== Point annotation records ==
....

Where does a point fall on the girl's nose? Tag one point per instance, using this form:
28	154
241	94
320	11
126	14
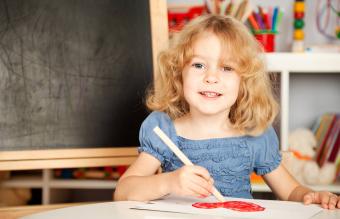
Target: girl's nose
211	78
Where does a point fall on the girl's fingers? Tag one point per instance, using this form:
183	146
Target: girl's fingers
338	205
204	187
198	190
309	198
202	172
325	198
333	201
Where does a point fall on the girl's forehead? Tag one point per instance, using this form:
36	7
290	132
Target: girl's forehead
226	52
227	48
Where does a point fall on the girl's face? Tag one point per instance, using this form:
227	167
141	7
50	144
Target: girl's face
210	86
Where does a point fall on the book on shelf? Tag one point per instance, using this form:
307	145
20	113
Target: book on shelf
327	122
330	141
275	80
335	150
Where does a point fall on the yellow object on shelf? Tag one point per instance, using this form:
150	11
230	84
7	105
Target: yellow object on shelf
299	6
298	34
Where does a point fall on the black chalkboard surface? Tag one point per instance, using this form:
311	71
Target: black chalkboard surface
73	73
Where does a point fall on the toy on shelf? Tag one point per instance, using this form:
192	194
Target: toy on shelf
264	26
299	14
300	163
326	12
112	173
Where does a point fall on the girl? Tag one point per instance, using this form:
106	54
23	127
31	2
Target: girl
213	98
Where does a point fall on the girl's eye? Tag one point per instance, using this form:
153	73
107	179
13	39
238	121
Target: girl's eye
228	68
198	65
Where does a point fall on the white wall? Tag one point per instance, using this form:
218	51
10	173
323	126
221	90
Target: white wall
284	39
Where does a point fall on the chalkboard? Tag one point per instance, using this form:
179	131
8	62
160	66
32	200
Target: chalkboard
73	73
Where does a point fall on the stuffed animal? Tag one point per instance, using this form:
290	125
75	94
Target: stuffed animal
300	163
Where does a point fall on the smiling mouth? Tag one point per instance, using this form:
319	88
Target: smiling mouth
210	94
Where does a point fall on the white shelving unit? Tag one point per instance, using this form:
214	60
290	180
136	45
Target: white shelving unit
288	65
285	64
47	183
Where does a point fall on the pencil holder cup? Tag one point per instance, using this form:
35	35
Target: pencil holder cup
267	40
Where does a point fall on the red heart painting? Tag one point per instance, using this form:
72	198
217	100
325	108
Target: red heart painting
232	205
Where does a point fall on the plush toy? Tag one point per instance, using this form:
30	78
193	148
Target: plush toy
300	163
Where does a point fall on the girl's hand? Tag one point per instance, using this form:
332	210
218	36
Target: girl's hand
325	199
191	181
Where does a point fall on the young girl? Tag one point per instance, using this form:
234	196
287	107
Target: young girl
213	98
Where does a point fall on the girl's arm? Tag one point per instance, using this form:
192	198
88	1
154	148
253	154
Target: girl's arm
140	183
287	188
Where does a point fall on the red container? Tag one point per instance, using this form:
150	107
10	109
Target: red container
267	40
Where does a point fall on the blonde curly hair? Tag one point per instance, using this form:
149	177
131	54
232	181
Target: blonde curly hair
255	107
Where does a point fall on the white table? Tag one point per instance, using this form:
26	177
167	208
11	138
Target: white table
120	210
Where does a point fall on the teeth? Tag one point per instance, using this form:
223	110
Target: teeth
210	94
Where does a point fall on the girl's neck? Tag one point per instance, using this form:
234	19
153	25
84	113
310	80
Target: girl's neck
198	127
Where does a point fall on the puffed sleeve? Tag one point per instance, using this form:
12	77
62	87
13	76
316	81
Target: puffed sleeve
267	155
149	141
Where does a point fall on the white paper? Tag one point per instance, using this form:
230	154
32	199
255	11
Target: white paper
273	209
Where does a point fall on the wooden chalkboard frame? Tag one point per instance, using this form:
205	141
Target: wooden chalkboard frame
94	157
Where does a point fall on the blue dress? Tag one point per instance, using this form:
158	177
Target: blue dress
230	160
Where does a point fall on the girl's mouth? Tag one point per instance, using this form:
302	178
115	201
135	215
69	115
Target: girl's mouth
210	94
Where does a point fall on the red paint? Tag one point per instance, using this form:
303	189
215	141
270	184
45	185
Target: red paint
232	205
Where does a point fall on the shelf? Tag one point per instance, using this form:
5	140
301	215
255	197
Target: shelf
82	184
23	182
303	62
331	188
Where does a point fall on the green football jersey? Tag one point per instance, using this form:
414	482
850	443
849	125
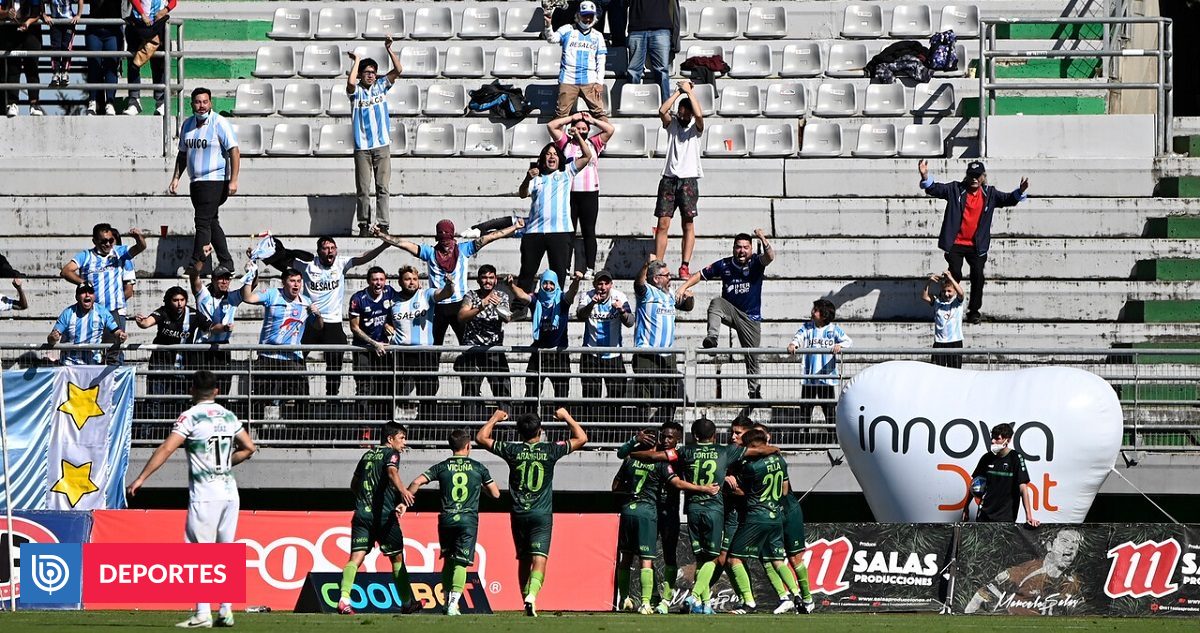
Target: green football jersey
460	480
373	493
762	480
532	474
706	464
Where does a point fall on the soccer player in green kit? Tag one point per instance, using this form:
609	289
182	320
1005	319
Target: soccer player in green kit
377	488
648	483
460	478
531	483
761	532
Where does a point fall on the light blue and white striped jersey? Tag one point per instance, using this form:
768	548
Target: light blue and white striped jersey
84	329
413	318
369	115
282	323
208	148
809	336
583	55
217	311
467	249
655	317
325	287
948	320
604	325
550	209
106	275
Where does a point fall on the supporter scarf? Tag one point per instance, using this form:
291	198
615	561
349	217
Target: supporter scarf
445	253
546	301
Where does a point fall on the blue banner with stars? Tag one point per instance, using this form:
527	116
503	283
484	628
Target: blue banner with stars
69	436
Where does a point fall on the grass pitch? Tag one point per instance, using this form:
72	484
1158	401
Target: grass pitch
573	622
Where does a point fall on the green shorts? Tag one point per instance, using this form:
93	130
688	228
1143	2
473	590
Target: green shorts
531	534
366	531
457	537
793	529
639	531
706	526
761	541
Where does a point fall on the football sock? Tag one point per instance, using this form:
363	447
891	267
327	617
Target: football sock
400	576
348	579
775	580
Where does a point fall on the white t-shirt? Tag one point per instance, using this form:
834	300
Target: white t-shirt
208	430
683	151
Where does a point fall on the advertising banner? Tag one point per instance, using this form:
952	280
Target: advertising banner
283	547
37	528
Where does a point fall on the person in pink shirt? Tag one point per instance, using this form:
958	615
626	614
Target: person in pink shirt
586	186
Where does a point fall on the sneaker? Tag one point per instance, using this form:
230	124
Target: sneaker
196	621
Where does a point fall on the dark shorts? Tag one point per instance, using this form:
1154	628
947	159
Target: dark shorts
677	193
706	526
639	532
366	531
531	534
761	541
457	538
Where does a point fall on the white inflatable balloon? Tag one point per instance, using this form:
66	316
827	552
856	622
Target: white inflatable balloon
913	432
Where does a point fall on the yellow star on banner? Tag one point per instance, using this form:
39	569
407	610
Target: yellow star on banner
81	404
76	482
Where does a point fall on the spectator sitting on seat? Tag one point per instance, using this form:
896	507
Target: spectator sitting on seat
448	259
947	317
145	32
679	186
61	35
581	70
551	312
820	368
966	224
84	323
739	307
586	186
372	140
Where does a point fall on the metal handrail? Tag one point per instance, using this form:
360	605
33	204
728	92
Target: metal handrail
1163	54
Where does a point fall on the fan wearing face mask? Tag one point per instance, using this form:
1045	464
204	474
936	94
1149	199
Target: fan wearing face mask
581	68
1006	481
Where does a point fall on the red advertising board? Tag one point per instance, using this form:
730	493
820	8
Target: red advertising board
283	547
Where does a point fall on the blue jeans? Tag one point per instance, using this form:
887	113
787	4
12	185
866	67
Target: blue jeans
659	44
103	70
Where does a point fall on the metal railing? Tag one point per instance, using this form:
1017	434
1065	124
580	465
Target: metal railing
171	50
1110	49
313	404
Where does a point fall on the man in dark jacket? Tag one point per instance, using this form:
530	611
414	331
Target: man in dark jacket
966	225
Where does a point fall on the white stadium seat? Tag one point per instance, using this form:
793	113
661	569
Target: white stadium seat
785	98
922	140
484	139
876	140
301	100
255	100
275	61
837	98
725	140
291	24
768	22
773	140
821	140
291	139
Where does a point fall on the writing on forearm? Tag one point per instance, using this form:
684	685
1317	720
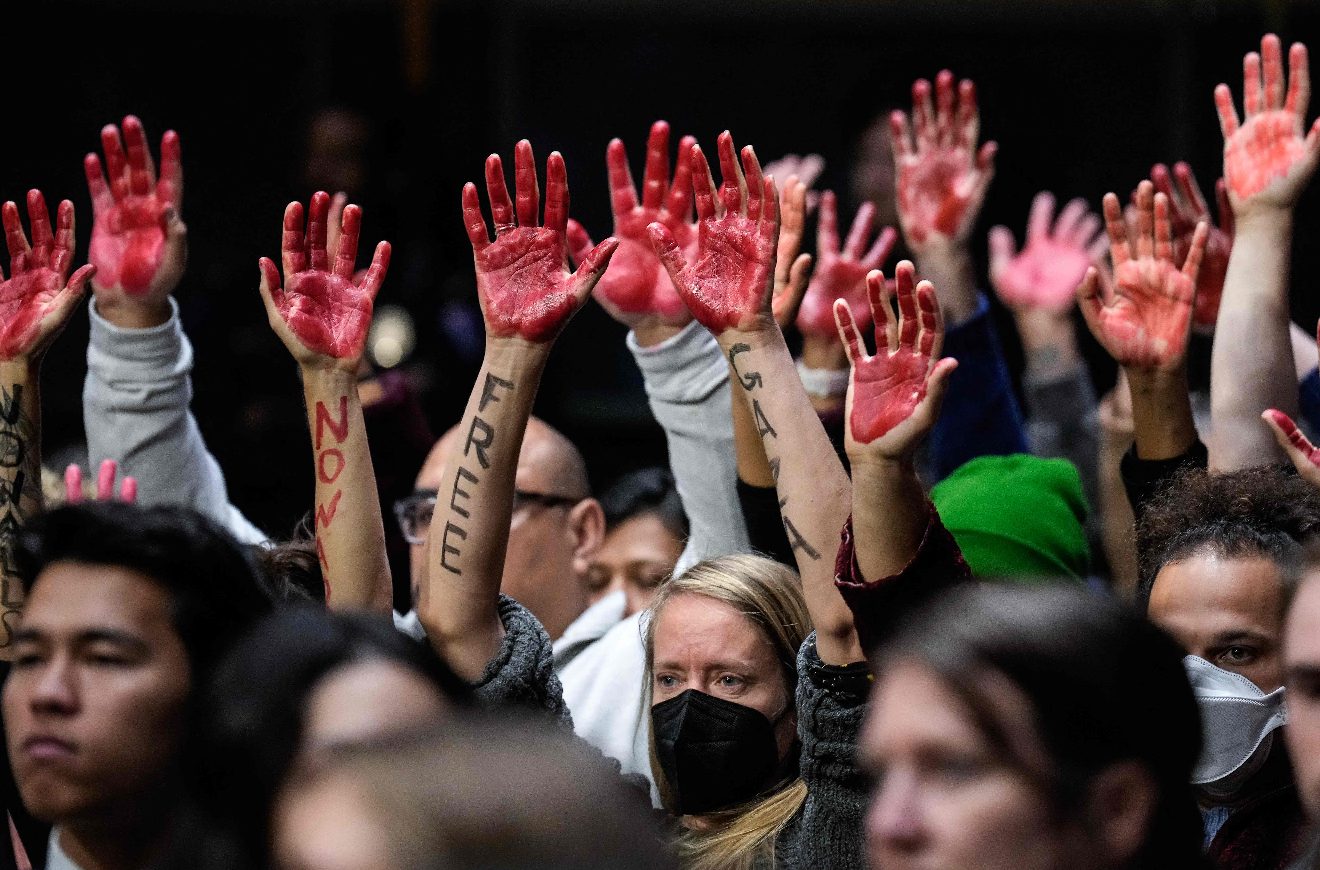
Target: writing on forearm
330	465
753	382
481	437
17	482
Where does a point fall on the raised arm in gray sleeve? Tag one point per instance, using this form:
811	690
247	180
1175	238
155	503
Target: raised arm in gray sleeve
687	382
136	412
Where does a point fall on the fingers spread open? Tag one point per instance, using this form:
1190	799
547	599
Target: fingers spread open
861	231
622	194
754	182
848	333
350	227
656	174
527	186
502	207
318	215
1225	110
170	185
556	193
1117	229
1299	82
141	173
702	185
680	192
473	221
733	188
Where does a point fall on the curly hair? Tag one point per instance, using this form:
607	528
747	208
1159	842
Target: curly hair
1261	511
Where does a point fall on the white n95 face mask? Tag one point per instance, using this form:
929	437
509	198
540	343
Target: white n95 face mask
1237	726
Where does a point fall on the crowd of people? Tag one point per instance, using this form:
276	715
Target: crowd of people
875	613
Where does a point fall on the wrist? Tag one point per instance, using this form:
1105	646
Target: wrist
652	332
135	314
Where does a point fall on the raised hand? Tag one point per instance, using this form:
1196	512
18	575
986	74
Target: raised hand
104	485
636	287
137	240
1304	454
523	281
1187	209
1269	157
894	396
322	313
36	300
841	271
729	283
1145	324
792	269
941	176
1046	272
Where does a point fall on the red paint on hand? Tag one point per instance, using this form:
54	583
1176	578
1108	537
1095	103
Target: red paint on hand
1187	209
887	388
941	176
131	211
522	277
36	300
1270	156
841	272
636	284
730	280
1052	262
104	483
1146	322
322	304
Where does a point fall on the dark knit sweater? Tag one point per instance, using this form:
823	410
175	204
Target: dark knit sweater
830	702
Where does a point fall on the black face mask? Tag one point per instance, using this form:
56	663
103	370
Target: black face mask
714	753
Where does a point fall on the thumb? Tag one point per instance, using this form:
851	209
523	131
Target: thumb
580	242
592	267
669	254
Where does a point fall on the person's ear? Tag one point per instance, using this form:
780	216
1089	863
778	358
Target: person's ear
586	526
1121	804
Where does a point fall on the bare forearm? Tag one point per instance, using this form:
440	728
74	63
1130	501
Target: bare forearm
469	534
20	481
813	489
889	516
1252	366
347	523
1162	413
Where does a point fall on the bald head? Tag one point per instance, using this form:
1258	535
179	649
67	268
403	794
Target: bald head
548	462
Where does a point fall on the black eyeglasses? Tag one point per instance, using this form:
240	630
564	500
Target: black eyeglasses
416	511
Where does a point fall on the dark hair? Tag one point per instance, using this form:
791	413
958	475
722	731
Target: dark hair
254	716
292	568
1261	511
214	588
1105	685
463	796
646	491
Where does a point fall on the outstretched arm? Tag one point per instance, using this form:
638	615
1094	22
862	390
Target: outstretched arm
681	366
727	287
892	401
1145	321
943	178
1269	160
139	387
322	313
36	301
527	296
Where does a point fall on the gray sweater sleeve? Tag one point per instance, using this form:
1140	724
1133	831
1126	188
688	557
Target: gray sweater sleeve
522	673
687	382
136	412
830	705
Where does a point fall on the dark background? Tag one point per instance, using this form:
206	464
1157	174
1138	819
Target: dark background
1083	98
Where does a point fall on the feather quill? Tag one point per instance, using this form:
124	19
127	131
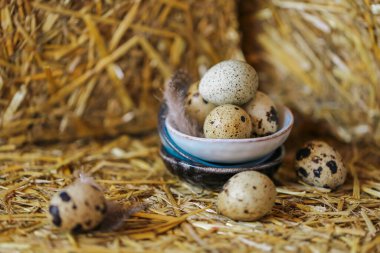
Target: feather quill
175	94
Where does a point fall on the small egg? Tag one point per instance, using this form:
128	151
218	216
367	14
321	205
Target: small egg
247	196
229	82
318	164
263	115
227	122
77	208
196	106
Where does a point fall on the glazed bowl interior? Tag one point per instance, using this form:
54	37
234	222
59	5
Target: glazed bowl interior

....

Restate verbatim the lines running from the line with "Where does a point fall on the dark knit" through the end of the material; both ends count, and images are omitted.

Where does a point fall on the dark knit sweater? Tag one point per instance, using this form:
823	410
175	204
Target: dark knit sweater
830	702
Where does a point fall on the black face mask? Tag one point per instance, using this form:
56	663
103	370
Target: black face mask
714	753
Where does a point fall on the thumb? Tag one point per instance, using this form:
851	209
523	131
Target: thumb
580	242
592	267
669	254
Where does a point fall on the person's ear? Tag one point per instance, using this form:
780	216
1089	863
778	358
Target: person's ear
586	526
1121	804
Where does a point fall on the bare forearm? Tag one point per instance, using this form:
440	728
74	63
1130	501
Target: bare forearm
469	534
20	481
813	489
889	516
1252	366
347	523
1162	413
Where does a point fall on the bald head? Tag one point per instance, using this form:
1258	535
179	649
67	268
403	794
Target: bald head
548	462
Where does a point fall on the black eyeglasses? Tag one point per instance, using this form:
240	630
564	500
Target: black eyeglasses
416	511
Where does a point fall on the dark hair? Tag one point per instance, using this form:
791	413
958	475
722	731
Target: dark hair
254	716
292	568
1261	511
214	588
1105	685
463	796
646	491
Where does a point fall on the outstretched arm? Tag one point per instance, using this form:
638	615
1094	22
862	390
Target: outstretched arm
681	366
727	287
892	401
1145	321
943	178
1269	160
139	387
322	313
36	301
527	296
Where does a point fall on the gray sweater sleeve? Tag one point per instance, using this form:
1140	724
1133	831
1126	188
688	557
Target: gray sweater sleeve
522	673
687	382
136	412
830	705
Where does a point fall on the dark background? Tag one point per instance, using this form:
206	464
1157	174
1138	819
Target: dark background
1083	98
Where does a point fall on the feather quill? Tag one point per instance, using this form:
124	19
127	131
Target: feather quill
175	94
Where does a point fall on the small egg? Tag one point per instance, using this form:
128	151
218	216
367	14
321	205
Target: small egg
247	196
229	82
318	164
263	115
227	122
77	208
196	106
Where does a point fall on the glazed bowl interior? Tag one point per instance, using this form:
54	37
234	222
59	5
Target: glazed bowl interior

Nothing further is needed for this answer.